Transcribe the listing verbatim. Do not carry over any pictures.

## STORED DATA
Start of Block
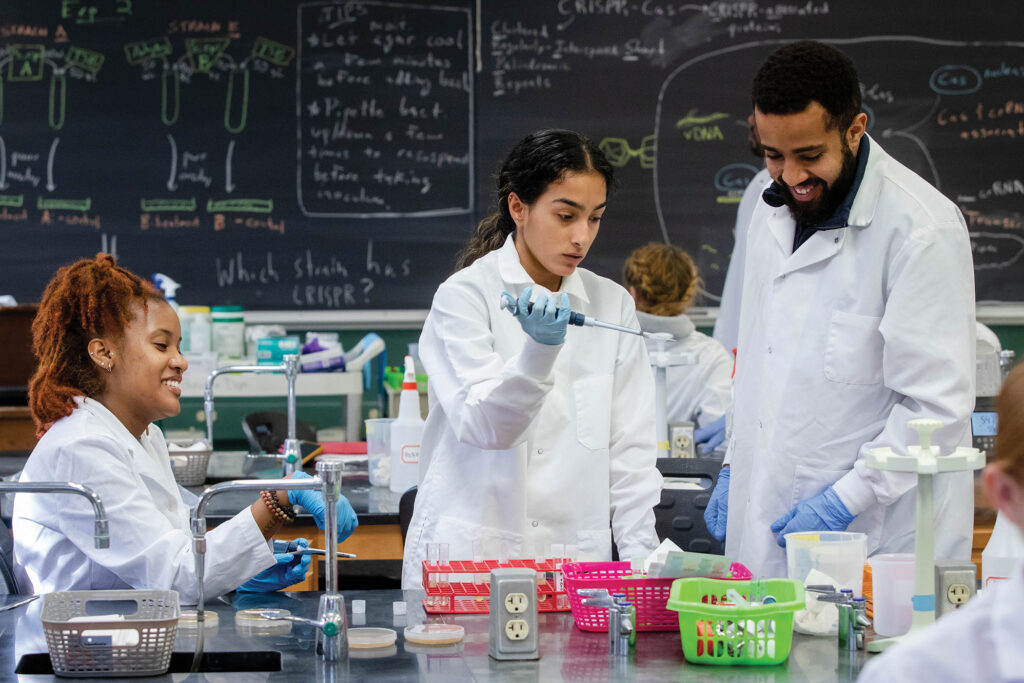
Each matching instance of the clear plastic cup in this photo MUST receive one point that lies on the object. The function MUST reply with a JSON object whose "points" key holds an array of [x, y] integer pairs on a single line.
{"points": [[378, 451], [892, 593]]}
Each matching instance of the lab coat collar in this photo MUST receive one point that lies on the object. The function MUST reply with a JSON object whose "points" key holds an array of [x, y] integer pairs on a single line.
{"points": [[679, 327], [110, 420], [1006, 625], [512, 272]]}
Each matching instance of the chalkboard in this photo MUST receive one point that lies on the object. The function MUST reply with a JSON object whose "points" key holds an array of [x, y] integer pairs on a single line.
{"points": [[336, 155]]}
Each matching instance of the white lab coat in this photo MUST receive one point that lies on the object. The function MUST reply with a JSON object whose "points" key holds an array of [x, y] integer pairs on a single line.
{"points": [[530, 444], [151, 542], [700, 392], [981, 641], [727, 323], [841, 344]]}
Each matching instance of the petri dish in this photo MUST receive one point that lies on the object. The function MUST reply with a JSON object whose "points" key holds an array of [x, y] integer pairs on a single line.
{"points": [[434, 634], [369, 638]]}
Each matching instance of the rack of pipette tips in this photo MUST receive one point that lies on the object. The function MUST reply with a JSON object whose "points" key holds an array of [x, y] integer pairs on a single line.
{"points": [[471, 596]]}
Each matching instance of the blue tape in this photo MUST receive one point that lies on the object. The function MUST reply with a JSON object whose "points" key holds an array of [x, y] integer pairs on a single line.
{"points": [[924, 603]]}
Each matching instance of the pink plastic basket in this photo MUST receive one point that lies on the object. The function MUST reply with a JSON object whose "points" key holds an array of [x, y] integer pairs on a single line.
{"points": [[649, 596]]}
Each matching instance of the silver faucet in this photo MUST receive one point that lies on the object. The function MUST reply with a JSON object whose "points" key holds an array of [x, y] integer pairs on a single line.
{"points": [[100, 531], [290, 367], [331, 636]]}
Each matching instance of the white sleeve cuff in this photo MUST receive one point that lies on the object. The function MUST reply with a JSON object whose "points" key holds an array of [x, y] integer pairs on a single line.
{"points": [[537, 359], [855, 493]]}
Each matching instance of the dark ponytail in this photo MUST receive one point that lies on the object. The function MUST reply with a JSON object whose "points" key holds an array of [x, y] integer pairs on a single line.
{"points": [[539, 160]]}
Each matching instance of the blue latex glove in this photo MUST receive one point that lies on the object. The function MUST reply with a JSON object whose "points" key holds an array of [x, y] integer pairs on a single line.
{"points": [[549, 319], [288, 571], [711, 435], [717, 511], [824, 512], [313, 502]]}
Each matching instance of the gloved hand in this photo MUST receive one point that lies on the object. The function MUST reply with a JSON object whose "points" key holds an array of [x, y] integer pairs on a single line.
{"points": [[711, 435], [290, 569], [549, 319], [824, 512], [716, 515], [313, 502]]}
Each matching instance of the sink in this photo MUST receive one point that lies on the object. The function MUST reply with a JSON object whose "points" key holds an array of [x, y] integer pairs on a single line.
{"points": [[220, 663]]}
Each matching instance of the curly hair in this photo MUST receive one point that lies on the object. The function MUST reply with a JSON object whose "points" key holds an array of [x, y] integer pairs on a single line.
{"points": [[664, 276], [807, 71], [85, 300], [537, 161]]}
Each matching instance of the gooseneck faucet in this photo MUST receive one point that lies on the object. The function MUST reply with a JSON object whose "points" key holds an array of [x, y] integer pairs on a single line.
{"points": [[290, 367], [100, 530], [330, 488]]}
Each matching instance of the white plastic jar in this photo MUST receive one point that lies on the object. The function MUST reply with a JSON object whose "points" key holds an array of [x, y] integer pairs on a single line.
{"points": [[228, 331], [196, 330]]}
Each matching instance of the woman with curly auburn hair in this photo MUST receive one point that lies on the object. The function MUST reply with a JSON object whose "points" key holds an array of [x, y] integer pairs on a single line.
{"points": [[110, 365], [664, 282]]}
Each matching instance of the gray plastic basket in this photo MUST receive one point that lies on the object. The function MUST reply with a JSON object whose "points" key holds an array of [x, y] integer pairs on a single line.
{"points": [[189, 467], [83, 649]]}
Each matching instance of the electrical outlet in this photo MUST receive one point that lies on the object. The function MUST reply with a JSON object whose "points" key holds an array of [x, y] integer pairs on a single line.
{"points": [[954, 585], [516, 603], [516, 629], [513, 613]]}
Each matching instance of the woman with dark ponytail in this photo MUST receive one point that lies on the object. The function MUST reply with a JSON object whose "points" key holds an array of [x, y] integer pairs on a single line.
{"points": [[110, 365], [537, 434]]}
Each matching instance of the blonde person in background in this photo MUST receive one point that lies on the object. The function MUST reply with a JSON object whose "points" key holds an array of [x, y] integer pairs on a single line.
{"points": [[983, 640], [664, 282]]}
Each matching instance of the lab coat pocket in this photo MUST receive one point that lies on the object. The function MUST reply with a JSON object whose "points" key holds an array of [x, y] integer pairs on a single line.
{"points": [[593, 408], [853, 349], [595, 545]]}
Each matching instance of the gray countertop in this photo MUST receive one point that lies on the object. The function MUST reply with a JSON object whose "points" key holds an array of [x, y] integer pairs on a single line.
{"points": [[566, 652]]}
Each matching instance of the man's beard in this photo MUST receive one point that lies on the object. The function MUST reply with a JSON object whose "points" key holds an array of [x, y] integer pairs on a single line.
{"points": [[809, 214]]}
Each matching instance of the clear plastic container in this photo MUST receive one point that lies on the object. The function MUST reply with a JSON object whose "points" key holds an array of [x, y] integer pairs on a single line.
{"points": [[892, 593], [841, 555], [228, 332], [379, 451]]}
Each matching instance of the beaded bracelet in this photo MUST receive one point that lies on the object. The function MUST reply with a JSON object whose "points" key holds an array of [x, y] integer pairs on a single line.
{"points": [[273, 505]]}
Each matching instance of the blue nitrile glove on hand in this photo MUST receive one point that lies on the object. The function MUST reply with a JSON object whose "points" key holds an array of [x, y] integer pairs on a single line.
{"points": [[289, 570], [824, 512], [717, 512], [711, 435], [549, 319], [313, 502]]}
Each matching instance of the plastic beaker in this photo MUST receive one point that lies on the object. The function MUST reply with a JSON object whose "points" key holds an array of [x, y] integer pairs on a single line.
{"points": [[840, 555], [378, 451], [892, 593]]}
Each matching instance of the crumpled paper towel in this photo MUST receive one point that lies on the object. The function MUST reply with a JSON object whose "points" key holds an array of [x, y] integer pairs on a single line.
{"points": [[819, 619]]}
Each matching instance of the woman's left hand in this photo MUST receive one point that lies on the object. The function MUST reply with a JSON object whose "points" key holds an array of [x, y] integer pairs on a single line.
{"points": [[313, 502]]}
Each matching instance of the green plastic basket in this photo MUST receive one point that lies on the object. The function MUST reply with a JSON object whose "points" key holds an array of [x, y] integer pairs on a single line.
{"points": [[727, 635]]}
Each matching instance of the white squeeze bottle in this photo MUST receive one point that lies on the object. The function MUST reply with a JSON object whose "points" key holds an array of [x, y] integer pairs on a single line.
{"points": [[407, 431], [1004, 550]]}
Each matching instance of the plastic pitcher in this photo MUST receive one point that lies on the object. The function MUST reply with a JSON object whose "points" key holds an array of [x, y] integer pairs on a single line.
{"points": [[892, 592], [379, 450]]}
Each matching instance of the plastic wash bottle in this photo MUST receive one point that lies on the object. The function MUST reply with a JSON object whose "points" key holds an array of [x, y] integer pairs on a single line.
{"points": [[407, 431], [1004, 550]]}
End of Block
## ANSWER BOX
Each matching instance of the clear plastic cup in this photo MUST receive one point that lies on the object. The function MUST reply with a JSON object whose "points" key holds an array of [x, y] integer pairs on a single line.
{"points": [[378, 451], [892, 593]]}
Each matching instance of the lab coat collar in this photo MUST receive one point that lies on the object. The function MUST reply with a JSON object whose "points" key holds an array of [x, y] integer pairs on a single line.
{"points": [[679, 327], [110, 420], [1006, 625], [512, 272]]}
Each matching instance of the chalkboard in this photo MUST receive one point that lies on the object. The function MUST reply with a JSON object whose "points" key holds an array of [x, y] integer pairs on a single line.
{"points": [[336, 155]]}
Each matching instance of the white lab coat in this photo MUST receive one point that lies on the object. The function MUST reply with a JSON object whose "points" key holds an array of [x, y] integer pairs on a single line.
{"points": [[530, 444], [151, 542], [700, 392], [981, 641], [727, 323], [841, 344]]}
Each matching instance of the petri dish in this photo MUST receive one point that lies on the object. The function MUST reply with a JSON object whose "points" key holds an array of [x, y] integer pairs on a single line.
{"points": [[434, 634], [369, 638]]}
Each matching instance of the rack of pipette tips in this photo MUST receive one point that lies on the object. The function MUST reply with a JSON object whose "points" key holds an array of [x, y] integer pairs on a single line.
{"points": [[471, 596]]}
Each matching instance of the blue tape in this photo MUST receive one point that lies on the object. The function MUST reply with a JSON object whose "points" key holds an array of [x, y] integer pairs on a single line.
{"points": [[924, 603]]}
Each matching instance of the pink plastic basket in this photo MUST receive one point that lies on the object. The function MUST reply with a JSON object whose "points" key holds an array of [x, y] integer pairs on a single line.
{"points": [[649, 596]]}
Each matching instance of the silver faucet in this photo MUST receive one point that lies on the object. The function MUST reply with a JSON object whose "points" key holds an array of [x, y] integer pairs on a single line.
{"points": [[100, 531], [290, 367], [331, 636]]}
Each matching instance of the white sleeve cuff in this photo MUST receive one point that lies on the object. The function MUST reply with a JSON object whose "points" key holds an array of [x, y] integer pairs on a single line.
{"points": [[537, 359], [855, 493]]}
Each matching instance of the dark ponytail in this photo MUST receive one point that lies on the object. The function MUST reply with a JSON object whose "points" key holds an array of [x, y] integer pairs on a single line.
{"points": [[539, 160]]}
Each matching instance of the blue latex glove in this photo MUST receive one point that lies on the object. The function MUST reply with a JSON object whose "points" key holds an array of [x, y] integer pairs on a single line.
{"points": [[549, 319], [288, 571], [711, 435], [717, 511], [824, 512], [313, 502]]}
Each matching instance of the gloved hand in this photo MUST receive one point that lies on the object. The function MUST reply with a JSON object whose "points" key holds an array of [x, y] integer pairs on a single line.
{"points": [[711, 435], [290, 569], [549, 319], [824, 512], [716, 515], [313, 502]]}
Each matching instance of the sink in this photo MUST receive one point that lies on the object. The function MUST reply with a JSON object whose "points" key holds an array of [x, y] integer pairs on a single line.
{"points": [[220, 663]]}
Each matching instance of the curly hair in this photo MUST receive one point that lies on the object. The function MUST reply with a JSON object whose "points" key holds an array of [x, y] integer pairs on a single line.
{"points": [[664, 276], [807, 71], [85, 300], [537, 161]]}
Each matching instance of the gooseneck faucet in this photo MUST receive one point that lies on the object. The function MUST reply with a JSON object whose "points" key holds an array of [x, y] integer pairs on a single line.
{"points": [[290, 367], [100, 530], [330, 488]]}
Each matching instance of the white plastic jar in this photo MUST receive one point that lies on the object. The function MUST reply with a JSON object whose "points" key holds an array of [x, y] integer pairs on a single line.
{"points": [[228, 331], [196, 330]]}
Each matching instance of the woman with curly auburn hair in this photo MUST receive one point that lies on the object. The function MUST reply with a JSON object whose "points" key holds an array of [x, y] integer pairs on a single line.
{"points": [[110, 365], [664, 282]]}
Each matching instance of the gray plastic basket in this photo MUST receive one point that lies on the object. The function MUST reply with a JSON object whose "points" key holds an array of [x, y] integer pairs on a single line.
{"points": [[189, 467], [83, 649]]}
Each matching instance of the electrical outlet in this photo MUST receive one point that lies on the object. The function MUST reply with a JSON object whose "points" key holds an array of [x, y] integer pairs on a single line.
{"points": [[954, 585], [516, 603], [516, 629], [513, 613]]}
Each matching instance of the woman with dark ponytail in this photo MUST receive one point that lies on the object. The function MUST reply with a JSON object whose "points" key holds an array of [x, y] integer pairs on a single line.
{"points": [[110, 365], [537, 434]]}
Each matching instance of the blonde person in background in this photo MUST receive one point that lies on the object. The function MUST reply with a JSON object whose "points" key holds an array of [x, y] integer pairs on a single line.
{"points": [[983, 640], [664, 282]]}
Each matching instance of the lab coat pocket in this photo MUST receive one point that lies on the object. The function MUST reply with a JSON object whose "points" key holds an array of [x, y] integer pairs on a single line.
{"points": [[593, 408], [853, 349], [595, 545]]}
Each matching instance of the gray countertop in this photo MUST receive one point that lies on the object. The function MUST reply with a JSON object whose "points" key holds an array of [x, y] integer pairs on a single line.
{"points": [[566, 652]]}
Each matching instance of the man's beard in this photo MUST receive one point that lies on the object. The function MUST reply with a JSON object whose "points" key holds an array of [x, y] integer pairs on a single line.
{"points": [[809, 214]]}
Each matching instance of the clear plastic container in this photo MUST receive one point that lies on the object. The function MUST reply with a JSON object whose "points" key holds an array of [x, y] integer pairs on a single line.
{"points": [[892, 593], [841, 555], [228, 332], [379, 451]]}
Each matching instance of the beaded bracelet in this photo MUST receive one point that lies on the object. The function MUST reply with a JSON object whose "points" key holds an array of [x, y] integer pairs on a single line.
{"points": [[273, 505]]}
Each matching instance of the blue nitrile glove on hand in this photo MUST receive one point that lies on the object. The function MUST reply with a JSON object whose "points" key holds an array of [x, y] integer pairs on a single line.
{"points": [[289, 570], [824, 512], [717, 512], [711, 435], [549, 319], [313, 502]]}
Each matching instance of the plastic beaker in this photo MUST receive one point that lies on the object. The function MUST reply with a JSON object whose "points" key holds an array of [x, y] integer pairs on a single line.
{"points": [[840, 555], [378, 451], [892, 593]]}
Each matching instance of the crumpled paper towel in this photo MUST receive one point that lies on the object. The function MUST reply with a JSON object whose "points" key holds an array of [x, y] integer pairs on a single line.
{"points": [[819, 619]]}
Each matching instance of the woman's left hand in this photo MUST receive one point that lies on the object. The function MUST reply with a JSON object whose "points" key holds an array of [x, y] integer pairs on a single line.
{"points": [[313, 502]]}
Each matching instance of the green plastic basket in this photo MUST receive one point that lies on the object. The function MUST reply with a JSON object whose "points" key holds an array of [x, y] integer pairs on a single line.
{"points": [[727, 635]]}
Each matching instance of the white squeeze bottle in this photo MUST receive one point that lies on the object. The function MUST reply with a JSON object whose "points" key holds an array of [x, y] integer pairs on a single line.
{"points": [[407, 431], [1004, 550]]}
Each matching instance of the plastic pitcher in this photo MUST receive one point that lies on the object. The function MUST reply with a JSON object whose "points" key holds an array of [x, y] integer pairs on a single line.
{"points": [[892, 592], [379, 450]]}
Each matching instance of the plastic wash bottle in this photo MUST receive one point that lies on the object. The function MUST reply with a JSON object whose "points" key holds an array of [x, y] integer pairs on a single line.
{"points": [[407, 431], [1004, 550]]}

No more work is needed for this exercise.